▸ Pedido A:
Copie sem alterações as linhas das entradas, começando na linha que contém "the front bumper" e terminando na linha que contém "[(259, 383), (100, 385), (443, 364), (633, 333), (309, 365)]", ambas incluídas.

▸ Excerto do documento:
MUSSEQUE MARÇAL – Fragmentos de memórias nº 13

Musseque Marçal quase ao pormenor – 1.ª parte

 Todos os Musseques tinham, a sua história, mas o Marçal batia-os a todos. Era um Musseque diferente, já que ficava entalado entre a CAOP, o Sambizanga, o Rangel e a Vila Alice. A sua areia vermelha era uma imagem de marca, que tornava os charcos na época das chuvas da cor do Glorioso.

Mas, o Marçal era mais do que isso, tinha os seus símbolos, os seus heróis. Aqui, vou tentar ao fim de quase 40 anos lembrar-me deles aleatoriamente.

▸ Entradas de dados:

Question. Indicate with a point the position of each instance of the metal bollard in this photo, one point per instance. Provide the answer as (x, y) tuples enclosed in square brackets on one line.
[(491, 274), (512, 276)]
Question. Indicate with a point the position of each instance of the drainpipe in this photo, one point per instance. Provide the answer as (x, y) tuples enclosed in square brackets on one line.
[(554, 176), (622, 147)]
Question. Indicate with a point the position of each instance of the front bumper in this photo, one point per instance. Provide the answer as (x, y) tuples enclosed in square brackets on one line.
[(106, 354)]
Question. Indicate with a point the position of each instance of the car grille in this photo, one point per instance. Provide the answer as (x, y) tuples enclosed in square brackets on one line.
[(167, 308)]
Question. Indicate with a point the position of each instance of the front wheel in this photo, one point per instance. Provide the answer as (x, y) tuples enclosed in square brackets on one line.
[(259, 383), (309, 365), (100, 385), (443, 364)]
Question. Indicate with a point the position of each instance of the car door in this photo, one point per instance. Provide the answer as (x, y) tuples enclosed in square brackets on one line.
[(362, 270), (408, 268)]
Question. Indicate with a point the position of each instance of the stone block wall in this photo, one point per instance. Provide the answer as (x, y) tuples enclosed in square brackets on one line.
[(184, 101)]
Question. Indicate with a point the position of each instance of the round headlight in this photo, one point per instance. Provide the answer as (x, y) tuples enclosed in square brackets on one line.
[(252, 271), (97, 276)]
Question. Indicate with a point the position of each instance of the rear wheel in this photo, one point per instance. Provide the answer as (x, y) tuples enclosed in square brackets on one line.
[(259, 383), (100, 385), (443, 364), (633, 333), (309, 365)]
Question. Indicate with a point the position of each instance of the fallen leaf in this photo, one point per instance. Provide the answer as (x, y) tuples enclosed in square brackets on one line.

▸ Pedido B:
Repita sem alterações o trecho do texto sobre o Musseque Marçal, começando em "Musseque Marçal quase" e terminando em "cor do Glorioso.".

▸ Resposta completa A:
Question. Indicate with a point the position of each instance of the front bumper in this photo, one point per instance. Provide the answer as (x, y) tuples enclosed in square brackets on one line.
[(106, 354)]
Question. Indicate with a point the position of each instance of the car grille in this photo, one point per instance. Provide the answer as (x, y) tuples enclosed in square brackets on one line.
[(167, 308)]
Question. Indicate with a point the position of each instance of the front wheel in this photo, one point per instance. Provide the answer as (x, y) tuples enclosed in square brackets on one line.
[(259, 383), (309, 365), (100, 385), (443, 364)]
Question. Indicate with a point the position of each instance of the car door in this photo, one point per instance. Provide the answer as (x, y) tuples enclosed in square brackets on one line.
[(362, 270), (408, 268)]
Question. Indicate with a point the position of each instance of the stone block wall in this photo, one point per instance. Provide the answer as (x, y) tuples enclosed in square brackets on one line.
[(184, 101)]
Question. Indicate with a point the position of each instance of the round headlight in this photo, one point per instance. Provide the answer as (x, y) tuples enclosed in square brackets on one line.
[(252, 271), (97, 276)]
Question. Indicate with a point the position of each instance of the rear wheel in this photo, one point per instance. Provide the answer as (x, y) tuples enclosed in square brackets on one line.
[(259, 383), (100, 385), (443, 364), (633, 333), (309, 365)]

▸ Resposta completa B:
Musseque Marçal quase ao pormenor – 1.ª parte

 Todos os Musseques tinham, a sua história, mas o Marçal batia-os a todos. Era um Musseque diferente, já que ficava entalado entre a CAOP, o Sambizanga, o Rangel e a Vila Alice. A sua areia vermelha era uma imagem de marca, que tornava os charcos na época das chuvas da cor do Glorioso.